Problème à résoudre: Dans l'extrait sur le droit, relevez chaque nom immédiatement suivi de l'adjectif « juridique » ou « juridiques », sans citer deux fois le même nom.

Extrait du texte:
Une technique correspond à différents mécanismes. D’abord, le langage juridique et la terminologie juridique. Le droit est une science du langage. Il est aussi vu à travers l'art. La notion de terme permet une maîtrise et forme un ordre juridique. La classification se compose de notions qui permettent une classification des règles derrière, ce qui constitue l’ordre juridique. Il n’existe pas de classification universelle, car il y a des nuances. Le droit est également une construction intellectuelle reposant sur des raisonnements. Le but des raisonnements juridiques est d’évaluer une situation afin de déterminer si les comportements des individus sont conformes ou non aux règles juridiques. L’application du droit consiste en une opération d’évaluation de la situation factuelle pour vérifier leur conformité aux règles de droit.

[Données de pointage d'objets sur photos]
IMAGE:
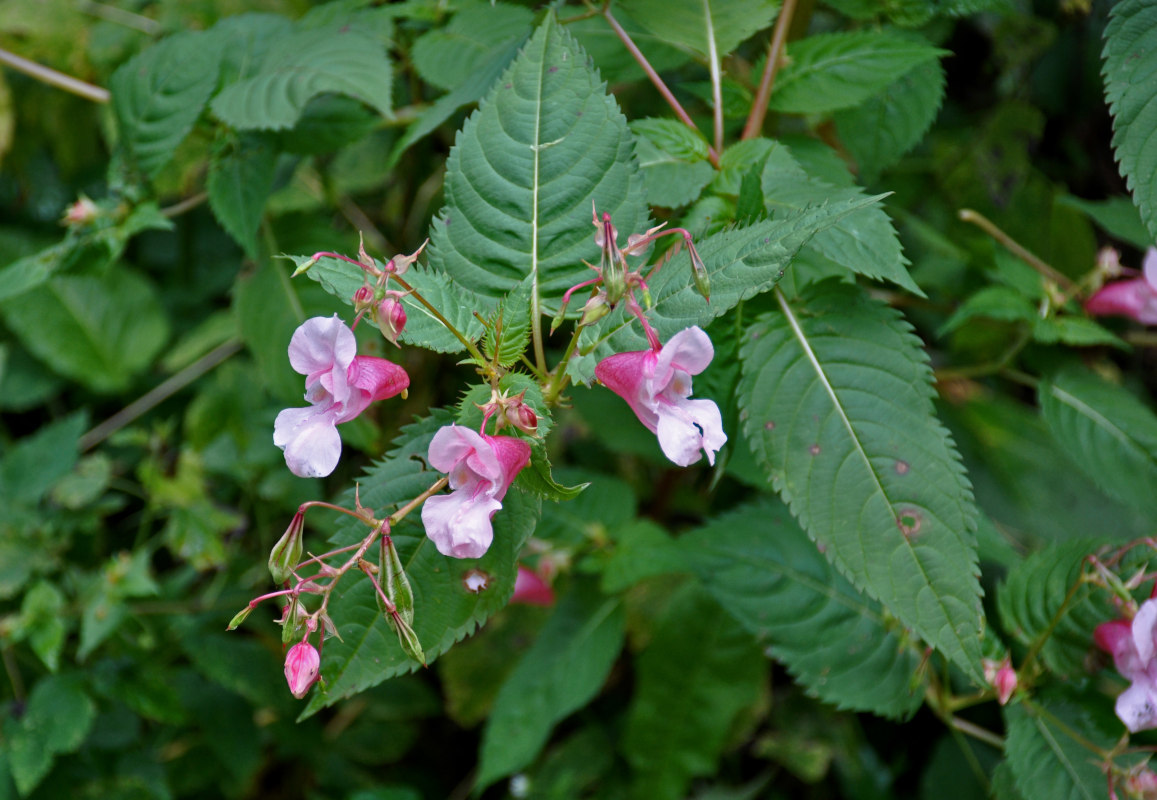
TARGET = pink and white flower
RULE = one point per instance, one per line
(656, 383)
(1135, 298)
(481, 469)
(1134, 652)
(339, 386)
(303, 663)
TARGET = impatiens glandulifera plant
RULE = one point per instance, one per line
(830, 367)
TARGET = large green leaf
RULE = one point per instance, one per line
(828, 72)
(835, 398)
(341, 279)
(1130, 61)
(705, 26)
(837, 643)
(884, 127)
(544, 145)
(444, 609)
(559, 674)
(302, 65)
(160, 94)
(1034, 602)
(78, 325)
(1106, 431)
(741, 263)
(699, 673)
(1046, 761)
(241, 178)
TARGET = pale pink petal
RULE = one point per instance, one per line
(626, 374)
(513, 455)
(1142, 630)
(530, 589)
(688, 426)
(459, 523)
(377, 378)
(690, 350)
(309, 439)
(1136, 706)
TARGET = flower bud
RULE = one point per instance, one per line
(303, 665)
(287, 551)
(391, 316)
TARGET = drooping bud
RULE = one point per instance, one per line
(391, 316)
(287, 551)
(699, 272)
(81, 212)
(395, 581)
(303, 665)
(240, 617)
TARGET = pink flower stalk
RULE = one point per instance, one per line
(656, 383)
(1135, 298)
(481, 469)
(303, 666)
(1134, 652)
(530, 588)
(339, 386)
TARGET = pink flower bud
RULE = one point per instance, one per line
(391, 316)
(530, 588)
(302, 666)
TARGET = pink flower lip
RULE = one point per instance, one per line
(480, 469)
(656, 384)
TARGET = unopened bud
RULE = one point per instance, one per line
(81, 212)
(303, 665)
(530, 588)
(287, 551)
(699, 271)
(391, 316)
(240, 617)
(595, 309)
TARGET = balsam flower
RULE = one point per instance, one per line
(339, 386)
(1135, 298)
(656, 384)
(1134, 651)
(481, 469)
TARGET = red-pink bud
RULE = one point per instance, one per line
(391, 316)
(530, 589)
(303, 663)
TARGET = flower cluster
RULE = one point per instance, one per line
(1133, 645)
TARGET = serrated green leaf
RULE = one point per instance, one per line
(76, 324)
(456, 303)
(699, 672)
(559, 674)
(828, 72)
(992, 302)
(1106, 431)
(449, 57)
(159, 95)
(705, 26)
(444, 609)
(741, 263)
(885, 126)
(301, 66)
(842, 647)
(1130, 61)
(673, 160)
(1046, 762)
(241, 178)
(525, 168)
(837, 403)
(1034, 600)
(863, 242)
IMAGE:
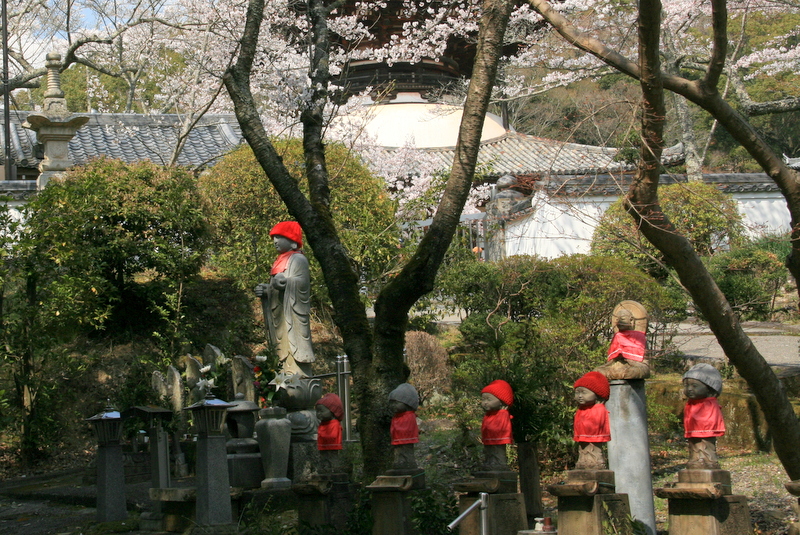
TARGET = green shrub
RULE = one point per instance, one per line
(752, 276)
(708, 218)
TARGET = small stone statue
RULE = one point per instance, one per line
(591, 427)
(496, 397)
(330, 411)
(286, 300)
(404, 401)
(702, 416)
(627, 350)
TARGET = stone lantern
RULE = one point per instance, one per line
(107, 427)
(213, 488)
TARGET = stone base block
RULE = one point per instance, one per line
(417, 476)
(325, 509)
(245, 470)
(391, 513)
(728, 515)
(585, 515)
(505, 514)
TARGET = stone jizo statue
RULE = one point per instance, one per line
(404, 401)
(702, 416)
(496, 397)
(591, 426)
(286, 300)
(329, 411)
(626, 354)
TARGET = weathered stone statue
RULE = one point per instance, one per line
(496, 397)
(702, 416)
(627, 350)
(330, 411)
(404, 401)
(591, 426)
(286, 300)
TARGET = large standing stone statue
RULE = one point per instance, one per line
(286, 300)
(591, 426)
(404, 401)
(702, 416)
(626, 354)
(329, 433)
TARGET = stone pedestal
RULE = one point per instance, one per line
(505, 507)
(274, 433)
(629, 448)
(505, 514)
(245, 468)
(701, 503)
(391, 505)
(159, 457)
(213, 486)
(324, 500)
(588, 504)
(586, 515)
(111, 506)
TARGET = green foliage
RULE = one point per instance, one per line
(242, 207)
(103, 225)
(433, 508)
(752, 276)
(708, 218)
(540, 325)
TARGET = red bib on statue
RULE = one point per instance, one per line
(496, 428)
(404, 428)
(591, 424)
(702, 418)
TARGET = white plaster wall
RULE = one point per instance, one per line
(558, 227)
(764, 213)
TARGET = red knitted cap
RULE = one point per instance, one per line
(596, 382)
(501, 390)
(333, 403)
(288, 229)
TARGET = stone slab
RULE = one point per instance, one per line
(728, 515)
(586, 515)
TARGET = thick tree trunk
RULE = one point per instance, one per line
(377, 364)
(658, 230)
(529, 480)
(417, 277)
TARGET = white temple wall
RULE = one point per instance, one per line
(559, 227)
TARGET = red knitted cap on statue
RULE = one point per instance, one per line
(333, 403)
(288, 229)
(596, 382)
(501, 390)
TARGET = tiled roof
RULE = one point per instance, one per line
(521, 154)
(134, 137)
(610, 185)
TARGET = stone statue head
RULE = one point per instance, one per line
(591, 387)
(702, 381)
(288, 230)
(404, 398)
(329, 407)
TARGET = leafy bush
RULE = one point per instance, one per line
(708, 218)
(242, 207)
(540, 325)
(428, 363)
(752, 276)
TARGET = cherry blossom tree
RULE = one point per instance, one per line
(643, 204)
(375, 351)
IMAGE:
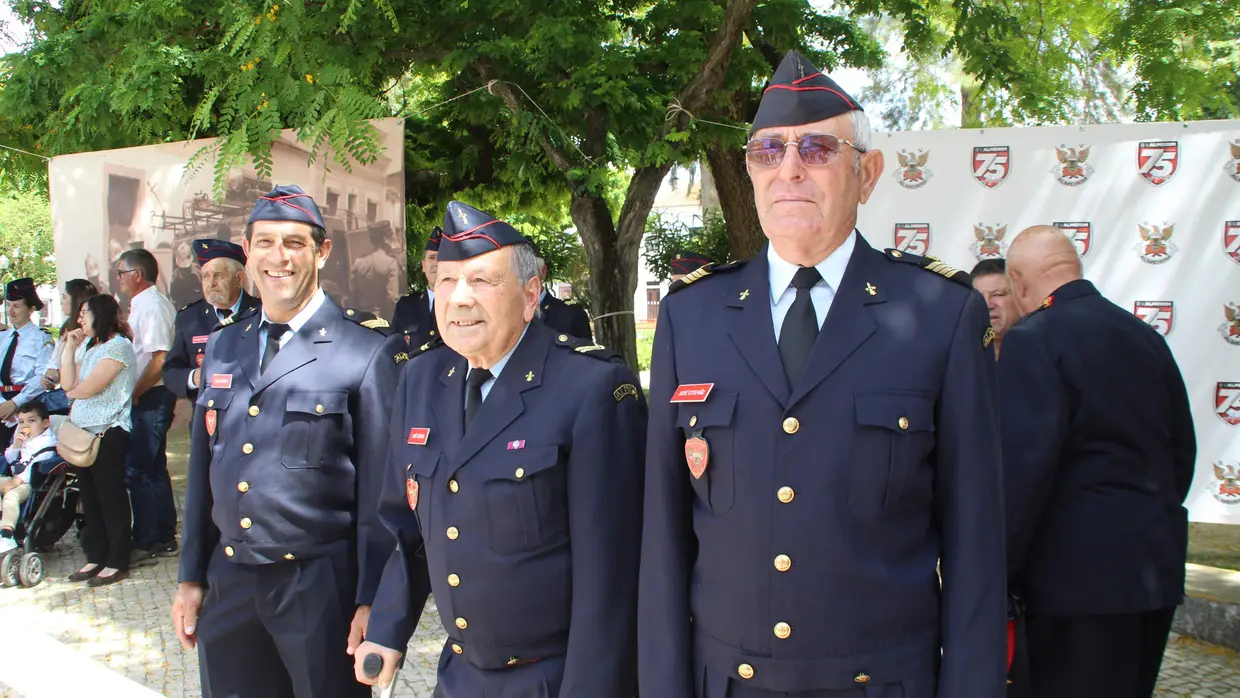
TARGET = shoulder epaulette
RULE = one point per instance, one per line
(368, 320)
(584, 346)
(234, 318)
(931, 264)
(701, 273)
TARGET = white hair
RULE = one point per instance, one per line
(526, 265)
(861, 136)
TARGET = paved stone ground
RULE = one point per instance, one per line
(127, 627)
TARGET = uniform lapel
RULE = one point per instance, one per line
(750, 326)
(450, 406)
(504, 404)
(305, 345)
(850, 321)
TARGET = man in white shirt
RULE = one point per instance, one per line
(150, 487)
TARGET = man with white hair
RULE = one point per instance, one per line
(1099, 450)
(822, 437)
(223, 295)
(515, 479)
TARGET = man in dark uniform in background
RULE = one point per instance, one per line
(516, 477)
(685, 263)
(564, 316)
(1098, 459)
(802, 486)
(990, 279)
(414, 314)
(223, 295)
(285, 465)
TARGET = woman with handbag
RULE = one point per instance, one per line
(97, 372)
(76, 291)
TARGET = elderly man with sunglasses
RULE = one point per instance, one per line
(823, 502)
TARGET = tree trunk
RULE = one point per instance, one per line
(737, 201)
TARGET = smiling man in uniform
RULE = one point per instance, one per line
(822, 437)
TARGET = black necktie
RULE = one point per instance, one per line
(800, 325)
(6, 367)
(274, 331)
(474, 392)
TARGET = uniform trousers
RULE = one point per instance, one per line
(106, 502)
(458, 678)
(279, 630)
(717, 684)
(1105, 656)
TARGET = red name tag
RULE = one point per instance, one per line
(693, 393)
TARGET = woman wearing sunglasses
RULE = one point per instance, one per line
(821, 437)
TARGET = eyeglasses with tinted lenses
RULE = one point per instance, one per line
(816, 150)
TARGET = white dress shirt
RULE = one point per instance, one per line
(821, 295)
(150, 316)
(499, 366)
(294, 325)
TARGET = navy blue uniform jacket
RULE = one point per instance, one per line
(1099, 453)
(805, 557)
(190, 332)
(567, 318)
(416, 319)
(294, 465)
(530, 523)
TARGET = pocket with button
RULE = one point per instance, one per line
(526, 500)
(713, 420)
(894, 435)
(313, 420)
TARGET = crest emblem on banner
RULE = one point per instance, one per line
(1157, 160)
(1158, 314)
(913, 238)
(1071, 169)
(1231, 239)
(913, 171)
(1226, 402)
(1080, 232)
(1233, 166)
(990, 242)
(1156, 246)
(1226, 482)
(1230, 330)
(991, 164)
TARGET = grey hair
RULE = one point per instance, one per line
(861, 136)
(525, 263)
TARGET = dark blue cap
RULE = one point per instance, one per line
(469, 232)
(213, 248)
(685, 262)
(799, 93)
(288, 202)
(437, 233)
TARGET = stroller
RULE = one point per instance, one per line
(48, 513)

Le résultat: langage, terminologie, ordre, raisonnements, règles